Challenge 1.
According to the excerpt on agile metrics, which standard agile tools provide a standard set of metrics?

Excerpt to read.
## START
As IT organizations move towards an agile way of functioning, it is natural that teams undergo a major learning curve to understand and adapt to agile principles. It is also natural at this stage that teams lose focus on the “things that matter” to the top and bottom lines of the organization as their focus is more on adjusting and settling down in the new way of working. It is at this juncture that a set of “good metrics” would help teams navigate in the right direction. It is worthwhile to note that the standard agile tools like JIRA, Git, Jenkins, etc., provide a standard set of metrics. Teams should consider these as a starting point and continue to define further metrics that make sense to their team as well as the organization that they are part of. Rather than looking at metrics as a number to beat or something imposed by management, it is important that the teams understand the organization’s objectives and how metrics can help them to continuously improve while meeting the organization’s objectives. This article looks at what should typically be the dimensions on which IT organizations assess and fine tune their team performances and processes and how should the individual teams tailor their metrics to contribute to the overall IT organization goals.

Factors that are critical for the success of organizations of any nature or size are productivity, agility, predictability of the outcomes, quality of the work, and the happiness of the teams.

An IT organisation should focus on the following dimensions so that it is able to support the business, mission and vision of the organization.

• Business delivery excellence
• Operational excellence
• Technical excellence
• Innovation
• Happiness of the teams
• Financial excellence

While the CEO, CTO, and CIO establish objectives and key results around these dimensions, the various agile teams should establish OKRs at their team level that are aligned with and contribute to the organization level OKRs. Let us further look at what should be measured (metrics) at both an IT organization level and individual team level. At the onset, it is important to note that these metrics should not be used to compare one member against another or one team against another. They should rather be looked at holistically in the right spirit to identify areas of improvement, ultimately leading to truly agile teams.

1. Business delivery excellence

In simple terms, business delivery excellence objectively looks at how well the IT organization’s deliveries and outcomes are aligned to the business strategy. To successfully measure and improve business delivery excellence, IT organizations should have the means to measure alignment, agility, and predictability of the organization and teams within.

The set of metrics that would provide a good insight into business delivery excellence are as follows:

1.1 Alignment of IT team efforts to strategic business initiatives

The purpose of this metric is to provide visibility into

1. The alignment of IT projects with strategic business initiatives
2. Whether enough resources and funds are being invested to support business initiatives
3. Whether there any projects/efforts that should be stopped or slowed down

At a team level, the following metrics should be used to report towards this organization metric.

• Percentage of business requests accepted and committed for delivery by the team

This metric helps establish a dialogue between management and teams on identifying and addressing the root causes due to which team is able to commit only a set of business demands or to understand what the team is sacrificing to commit to business demands.
## END
Challenge 2.
From the entries below, pick out and copy each line that contains the word "snow".

Source data.
## START
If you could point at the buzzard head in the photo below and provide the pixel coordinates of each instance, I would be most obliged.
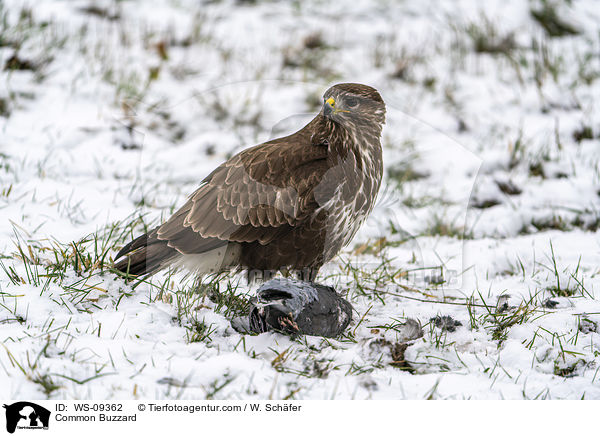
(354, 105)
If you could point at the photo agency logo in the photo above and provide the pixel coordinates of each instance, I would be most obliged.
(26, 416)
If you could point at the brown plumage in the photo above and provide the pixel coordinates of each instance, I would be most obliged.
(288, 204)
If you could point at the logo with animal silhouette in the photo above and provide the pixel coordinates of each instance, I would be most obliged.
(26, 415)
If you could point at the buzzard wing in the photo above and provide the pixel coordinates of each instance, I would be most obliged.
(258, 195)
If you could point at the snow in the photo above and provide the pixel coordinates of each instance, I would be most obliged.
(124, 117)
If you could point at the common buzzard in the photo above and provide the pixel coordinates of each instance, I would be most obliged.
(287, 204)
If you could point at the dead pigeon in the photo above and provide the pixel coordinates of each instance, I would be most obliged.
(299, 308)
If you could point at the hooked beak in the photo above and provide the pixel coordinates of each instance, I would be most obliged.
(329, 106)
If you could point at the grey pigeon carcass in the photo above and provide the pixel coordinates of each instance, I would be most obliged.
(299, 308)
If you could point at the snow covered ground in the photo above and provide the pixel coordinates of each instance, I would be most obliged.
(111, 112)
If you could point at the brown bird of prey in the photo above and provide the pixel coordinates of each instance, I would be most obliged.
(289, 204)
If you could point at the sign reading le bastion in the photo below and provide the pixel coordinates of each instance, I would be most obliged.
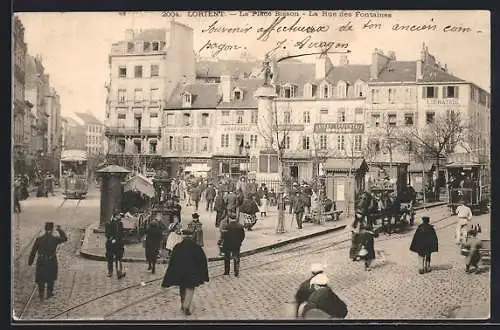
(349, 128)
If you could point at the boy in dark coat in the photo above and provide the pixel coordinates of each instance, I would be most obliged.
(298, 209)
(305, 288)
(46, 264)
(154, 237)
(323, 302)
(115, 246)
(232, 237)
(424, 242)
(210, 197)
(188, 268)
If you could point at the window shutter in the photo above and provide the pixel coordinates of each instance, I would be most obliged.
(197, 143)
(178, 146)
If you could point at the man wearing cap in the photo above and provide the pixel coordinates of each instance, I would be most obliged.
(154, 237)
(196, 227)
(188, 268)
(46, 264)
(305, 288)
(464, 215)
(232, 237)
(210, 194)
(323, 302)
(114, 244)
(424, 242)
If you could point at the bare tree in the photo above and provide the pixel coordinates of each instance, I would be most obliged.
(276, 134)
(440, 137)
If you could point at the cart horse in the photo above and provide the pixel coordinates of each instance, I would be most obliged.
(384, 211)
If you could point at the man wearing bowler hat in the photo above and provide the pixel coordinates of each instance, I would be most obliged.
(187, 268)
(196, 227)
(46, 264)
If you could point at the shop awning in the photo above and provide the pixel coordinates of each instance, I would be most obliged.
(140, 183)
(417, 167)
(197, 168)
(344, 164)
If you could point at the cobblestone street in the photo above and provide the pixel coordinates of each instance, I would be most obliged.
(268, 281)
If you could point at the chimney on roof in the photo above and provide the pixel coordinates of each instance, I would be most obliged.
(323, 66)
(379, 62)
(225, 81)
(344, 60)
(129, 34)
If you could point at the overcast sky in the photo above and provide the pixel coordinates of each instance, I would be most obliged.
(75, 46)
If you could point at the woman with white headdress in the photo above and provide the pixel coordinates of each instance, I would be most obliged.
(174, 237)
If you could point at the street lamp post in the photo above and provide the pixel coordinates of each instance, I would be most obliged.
## END
Written answer 1.
JIRA, Git, and Jenkins.

Written answer 2.
If you could point at the snow in the photo above and provide the pixel coordinates of each instance, I would be most obliged.
If you could point at the snow covered ground in the photo above and provide the pixel coordinates of each instance, I would be most obliged.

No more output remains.